# 10" sliding compound mitre saw



## SecretSquirrel (Jun 22, 2007)

You didn't mention the make or model. Each has its own unique characteristics. If it were mine I would dial up the specs off the manufacturer's web site to see specifically what it is capable of doing. Just off the cuff a 10" might be able to make a 3 1/2" 0 degree vertical cut... meaning it will chop a 4x4 at a right angle., but once again it depends on the model. I know the Hitachi C10FSB can only do 3-11/32". So more info pleeeese!


----------



## slickshift (Aug 25, 2005)

Yup
All models are different
The specs should be listed on the box or website
Somewhere you can check them w/o buying

If they are not, then do not buy it, regardless of price


----------



## curls00 (Jul 12, 2007)

Its a Mastercrat Maximum saw. Avail. at Canadian Tire in Canada. I'm sure its made by another much larger conglomerate but who knows.

Mastercraft Maximum are considered "high-end DIY tools" and have a great reputation here in Canada. I'll check the box / manual when I get home I guess!


----------



## curls00 (Jul 12, 2007)

Just FYI, here's the saw: http://www.canadiantire.ca/browse/product_detail.jsp?PRODUCT%3C%3Eprd_id=845524443298920&FOLDER%3C%3Efolder_id=1408474396672968&bmUID=1187273767992

Doesn't give details on the website but I recall the box probably does -- it had a big chart that I didn't read last night. LOL! Either way, nice saw that I can't wait to use!


----------



## SecretSquirrel (Jun 22, 2007)

Stated problem 1 — According to the mitre saw thread, why does SecretSquirrel recommend looking up the specs on the manufacturer's web site? Answer in one to three sentences.
The rows that come next have no connection to the mitre saw thread.

Material supplied —

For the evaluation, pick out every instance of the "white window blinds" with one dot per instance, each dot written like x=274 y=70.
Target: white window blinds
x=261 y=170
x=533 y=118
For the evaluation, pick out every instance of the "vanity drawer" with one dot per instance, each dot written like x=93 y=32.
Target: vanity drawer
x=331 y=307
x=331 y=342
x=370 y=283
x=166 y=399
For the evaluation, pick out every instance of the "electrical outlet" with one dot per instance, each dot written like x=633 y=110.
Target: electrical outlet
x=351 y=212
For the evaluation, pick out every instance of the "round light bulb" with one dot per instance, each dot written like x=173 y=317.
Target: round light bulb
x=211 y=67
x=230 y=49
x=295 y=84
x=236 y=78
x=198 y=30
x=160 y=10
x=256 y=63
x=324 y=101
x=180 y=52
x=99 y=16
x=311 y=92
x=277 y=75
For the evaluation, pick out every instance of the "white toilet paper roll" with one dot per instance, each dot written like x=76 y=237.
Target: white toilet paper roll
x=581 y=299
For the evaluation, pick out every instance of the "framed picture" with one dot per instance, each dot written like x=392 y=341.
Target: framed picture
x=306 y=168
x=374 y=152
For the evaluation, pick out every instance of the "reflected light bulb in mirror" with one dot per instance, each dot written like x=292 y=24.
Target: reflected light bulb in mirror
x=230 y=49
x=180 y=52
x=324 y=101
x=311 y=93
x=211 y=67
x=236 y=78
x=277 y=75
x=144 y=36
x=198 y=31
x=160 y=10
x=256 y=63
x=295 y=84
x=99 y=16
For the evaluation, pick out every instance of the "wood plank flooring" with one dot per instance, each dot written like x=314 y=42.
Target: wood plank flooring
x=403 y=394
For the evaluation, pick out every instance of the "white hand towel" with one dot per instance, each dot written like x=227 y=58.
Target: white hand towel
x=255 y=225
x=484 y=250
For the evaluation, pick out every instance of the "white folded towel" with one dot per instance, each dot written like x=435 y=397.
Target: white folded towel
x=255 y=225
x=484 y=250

Stated problem 2 — Rewrite the rows from the line holding "like x=292 y=24." through the end of the rows, inclusive, changing "Target" to "Label" and leaving everything else unchanged.

Correct result 1 — Each make and model has its own unique characteristics, so how deep a 10" saw can cut depends on the model. The manufacturer's specs show what that particular saw can do.

Correct result 2 —
For the evaluation, pick out every instance of the "reflected light bulb in mirror" with one dot per instance, each dot written like x=292 y=24.
Label: reflected light bulb in mirror
x=230 y=49
x=180 y=52
x=324 y=101
x=311 y=93
x=211 y=67
x=236 y=78
x=277 y=75
x=144 y=36
x=198 y=31
x=160 y=10
x=256 y=63
x=295 y=84
x=99 y=16
For the evaluation, pick out every instance of the "wood plank flooring" with one dot per instance, each dot written like x=314 y=42.
Label: wood plank flooring
x=403 y=394
For the evaluation, pick out every instance of the "white hand towel" with one dot per instance, each dot written like x=227 y=58.
Label: white hand towel
x=255 y=225
x=484 y=250
For the evaluation, pick out every instance of the "white folded towel" with one dot per instance, each dot written like x=435 y=397.
Label: white folded towel
x=255 y=225
x=484 y=250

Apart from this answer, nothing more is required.